(Stored entries)
********************

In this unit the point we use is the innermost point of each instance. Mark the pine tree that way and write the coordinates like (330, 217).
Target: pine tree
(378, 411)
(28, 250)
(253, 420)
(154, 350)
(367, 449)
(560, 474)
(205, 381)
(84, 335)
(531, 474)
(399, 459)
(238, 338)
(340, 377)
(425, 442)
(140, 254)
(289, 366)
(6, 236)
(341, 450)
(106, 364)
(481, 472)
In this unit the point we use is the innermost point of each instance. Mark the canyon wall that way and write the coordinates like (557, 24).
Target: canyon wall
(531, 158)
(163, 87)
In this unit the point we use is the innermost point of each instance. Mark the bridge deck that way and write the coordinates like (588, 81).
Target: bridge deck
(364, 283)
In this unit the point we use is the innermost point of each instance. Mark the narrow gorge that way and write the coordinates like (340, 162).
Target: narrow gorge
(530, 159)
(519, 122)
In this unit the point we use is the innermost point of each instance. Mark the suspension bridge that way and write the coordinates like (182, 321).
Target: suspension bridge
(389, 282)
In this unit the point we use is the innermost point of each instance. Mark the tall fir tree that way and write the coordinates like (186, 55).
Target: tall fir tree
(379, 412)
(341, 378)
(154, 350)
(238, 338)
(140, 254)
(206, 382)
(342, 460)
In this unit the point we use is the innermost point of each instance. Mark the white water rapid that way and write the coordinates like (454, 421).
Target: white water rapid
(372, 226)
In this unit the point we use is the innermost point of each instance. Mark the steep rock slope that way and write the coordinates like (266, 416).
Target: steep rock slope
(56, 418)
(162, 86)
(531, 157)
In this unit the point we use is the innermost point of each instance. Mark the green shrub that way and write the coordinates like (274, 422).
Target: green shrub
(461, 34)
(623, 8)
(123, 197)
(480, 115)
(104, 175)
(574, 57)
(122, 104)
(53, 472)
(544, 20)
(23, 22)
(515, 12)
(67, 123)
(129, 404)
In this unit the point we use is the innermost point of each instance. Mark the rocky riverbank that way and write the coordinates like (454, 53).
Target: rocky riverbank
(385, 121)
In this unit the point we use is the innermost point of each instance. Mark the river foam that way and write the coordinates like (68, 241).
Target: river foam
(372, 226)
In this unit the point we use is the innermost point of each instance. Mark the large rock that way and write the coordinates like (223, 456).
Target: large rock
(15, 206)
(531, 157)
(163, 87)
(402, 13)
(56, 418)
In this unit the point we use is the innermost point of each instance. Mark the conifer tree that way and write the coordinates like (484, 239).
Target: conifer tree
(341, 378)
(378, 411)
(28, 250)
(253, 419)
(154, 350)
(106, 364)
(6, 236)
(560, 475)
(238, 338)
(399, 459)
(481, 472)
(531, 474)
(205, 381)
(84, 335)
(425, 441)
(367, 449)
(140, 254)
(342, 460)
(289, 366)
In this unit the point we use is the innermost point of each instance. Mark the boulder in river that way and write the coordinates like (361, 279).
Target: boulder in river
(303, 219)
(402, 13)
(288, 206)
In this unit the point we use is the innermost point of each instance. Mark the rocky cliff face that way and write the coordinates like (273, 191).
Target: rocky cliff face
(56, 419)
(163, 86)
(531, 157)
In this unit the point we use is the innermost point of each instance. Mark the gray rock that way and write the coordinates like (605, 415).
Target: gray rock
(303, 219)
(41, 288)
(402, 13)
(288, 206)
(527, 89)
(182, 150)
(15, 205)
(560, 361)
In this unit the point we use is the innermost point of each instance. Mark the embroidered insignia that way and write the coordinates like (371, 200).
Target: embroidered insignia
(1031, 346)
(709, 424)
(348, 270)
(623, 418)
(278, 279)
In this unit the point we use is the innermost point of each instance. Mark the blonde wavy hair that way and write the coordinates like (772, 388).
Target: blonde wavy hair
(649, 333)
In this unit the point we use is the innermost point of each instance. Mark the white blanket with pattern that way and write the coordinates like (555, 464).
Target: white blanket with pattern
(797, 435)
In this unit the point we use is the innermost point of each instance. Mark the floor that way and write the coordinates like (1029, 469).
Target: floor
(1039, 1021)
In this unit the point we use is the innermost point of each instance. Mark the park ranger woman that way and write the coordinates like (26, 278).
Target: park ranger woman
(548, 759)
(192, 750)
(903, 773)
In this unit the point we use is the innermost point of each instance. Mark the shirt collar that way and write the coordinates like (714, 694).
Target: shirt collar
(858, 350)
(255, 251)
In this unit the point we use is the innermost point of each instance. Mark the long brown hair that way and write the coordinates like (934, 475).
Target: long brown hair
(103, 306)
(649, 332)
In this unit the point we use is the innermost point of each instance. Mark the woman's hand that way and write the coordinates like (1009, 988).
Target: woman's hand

********************

*Exercise directions*: Read through the entries, then copy every line where the string "hand" is found.

*Task output*:
In this unit the point we use is the innermost point of each instance. Mark the woman's hand that way and write the coordinates like (1009, 988).
Target: woman's hand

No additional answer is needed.